**How to complete this task**
Continue the news release about the New York City domestic violence report, beginning after its final sentence.

**Excerpted text**
NEW YORK (December 11, 2007) — New York City fails to adequately protect racial minority and immigrant domestic violence victims from abuse and discrimination, says a new report to the United Nations Committee on the Elimination of Racial Discrimination (CERD), drafted in part by Columbia Law School students.
The report, Race and Realities in New York City, shows how the extra burdens of domestic violence on racial minorities violate United States’ international treaty obligations to prevent and remedy racial discrimination. The report details New York City’s numerous violations of the International Convention on the Elimination of Racial Discrimination (“ICERD”).
The report describes the intersection of race, discrimination and gender-based violence at local, state and national levels and demonstrates New York City’s failure to fulfill its obligations.
“By examining domestic violence through the lens of racial discrimination, this report prompts all advocates to see and expose the harsh consequences of domestic violence generally, and the disparate impact on particular groups,” said Sadie Holzman, a Sexuality & Gender Law Clinic law student who worked on the report, “be it racial minorities, immigrants or lesbian, gay, bisexual, transgender individuals or the effect of gender based violence in some other form.”
Students at Columbia Law School’s Human Rights Clinic and Sexuality & Gender Law Clinic, along with the Urban Justice Center’s Domestic Violence Project and Voices of Women Organizing Project are the report’s co-authors. “This report shows that New York City has not fulfilled its obligation to provide its residents with protection from violence, whether in public or private settings,” said Crystal López, a Columbia Human Rights Clinic law student who worked on the submission.
In February 2008, the CERD Committee will review the report as it assesses the United States’ compliance with its ICERD obligations.
Professor Suzanne B. Goldberg, Director of the Sexuality and Gender Law Clinic said, “By exposing the city’s deadly lack of response to domestic violence and showing how that failure affects the most underserved communities, this report aims to spark change at the global and local levels.”
Students from Columbia Law School’s Sexuality and Gender Clinic — Sadie Holzman ’09, Jonathan Lieberman ’08 and Simrin Parmar ’08, and the Human Rights Clinic — Crystal López ‘09, Shilpi Agarwal ’09 and Annie Gell ’09, researched, drafted and edited the domestic violence report. The students spent months searching for data on intimate partner violence and race and participated in local conferences on domestic violence.

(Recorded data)
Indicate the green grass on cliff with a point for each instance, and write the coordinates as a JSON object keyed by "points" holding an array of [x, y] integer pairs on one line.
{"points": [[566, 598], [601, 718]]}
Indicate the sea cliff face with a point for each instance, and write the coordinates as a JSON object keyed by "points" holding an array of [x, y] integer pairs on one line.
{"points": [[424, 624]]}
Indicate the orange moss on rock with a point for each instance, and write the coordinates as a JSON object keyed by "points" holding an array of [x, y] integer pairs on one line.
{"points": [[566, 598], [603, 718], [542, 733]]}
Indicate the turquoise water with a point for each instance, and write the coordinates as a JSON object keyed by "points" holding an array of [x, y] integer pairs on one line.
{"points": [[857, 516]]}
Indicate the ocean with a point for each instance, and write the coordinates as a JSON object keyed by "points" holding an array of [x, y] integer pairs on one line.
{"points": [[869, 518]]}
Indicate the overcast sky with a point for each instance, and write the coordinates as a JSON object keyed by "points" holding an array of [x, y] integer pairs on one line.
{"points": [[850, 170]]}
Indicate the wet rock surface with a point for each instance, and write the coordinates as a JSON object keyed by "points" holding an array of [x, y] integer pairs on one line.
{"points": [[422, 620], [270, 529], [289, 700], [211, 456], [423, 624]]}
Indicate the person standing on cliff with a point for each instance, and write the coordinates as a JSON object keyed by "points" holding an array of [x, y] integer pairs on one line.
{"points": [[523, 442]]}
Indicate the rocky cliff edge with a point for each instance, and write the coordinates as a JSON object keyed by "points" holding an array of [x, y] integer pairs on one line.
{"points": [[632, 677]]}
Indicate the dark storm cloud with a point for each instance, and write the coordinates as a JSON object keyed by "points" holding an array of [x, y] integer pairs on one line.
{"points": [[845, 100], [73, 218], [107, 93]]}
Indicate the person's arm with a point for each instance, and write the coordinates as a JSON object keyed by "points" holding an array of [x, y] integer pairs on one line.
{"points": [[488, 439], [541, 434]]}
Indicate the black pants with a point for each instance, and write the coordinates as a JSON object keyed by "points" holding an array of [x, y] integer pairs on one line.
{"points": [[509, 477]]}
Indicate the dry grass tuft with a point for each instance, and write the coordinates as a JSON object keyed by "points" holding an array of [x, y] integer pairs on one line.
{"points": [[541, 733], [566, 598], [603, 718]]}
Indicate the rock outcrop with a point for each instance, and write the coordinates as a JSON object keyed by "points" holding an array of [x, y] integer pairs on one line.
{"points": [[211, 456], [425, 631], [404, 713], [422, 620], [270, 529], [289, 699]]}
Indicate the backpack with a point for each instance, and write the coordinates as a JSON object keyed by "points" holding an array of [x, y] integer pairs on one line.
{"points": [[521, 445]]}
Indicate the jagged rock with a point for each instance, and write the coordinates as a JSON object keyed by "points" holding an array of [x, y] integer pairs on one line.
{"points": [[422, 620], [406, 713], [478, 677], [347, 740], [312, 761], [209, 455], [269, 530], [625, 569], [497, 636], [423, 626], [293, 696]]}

**Response area**
Domestic violence — a crime committed primarily against women — is among the most dangerous and common forms of gender-based violence in New York. It is also a crime with serious race- and immigration-related consequences.
New York City’s legal system often fails to respond to those most at risk, with problems ranging from inappropriate police response, to inadequate translation services in the criminal justice system and lack of access to Family Court for unmarried victims who do not have a child in common with their abuser. Minority and immigrant women face substantial barriers when seeking aid from the legal system to escape violent abuse. Tragically, they are often left with no public resources or assistance and are effectively silenced.
“As the most populous city in the United States, the need for domestic violence services in New York City is enormous,” said Caroline Bettinger-López, Columbia Human Rights Clinic Fellow and Lecturer in Law who coordinated Columbia Law School’s participation. “Minority and immigrant victims in New York City are among those greatest at risk when the government turns a blind eye on the domestic violence epidemic.”
Columbia Law School’s Sexuality and Gender Law Clinic addresses cutting edge issues in sexuality and gender law through litigation, legislation, public policy analysis and other forms of advocacy. Columbia Law School’s Human Rights Clinicexposes students to the practice of law in the cross-cultural context of international human rights litigation and advocacy.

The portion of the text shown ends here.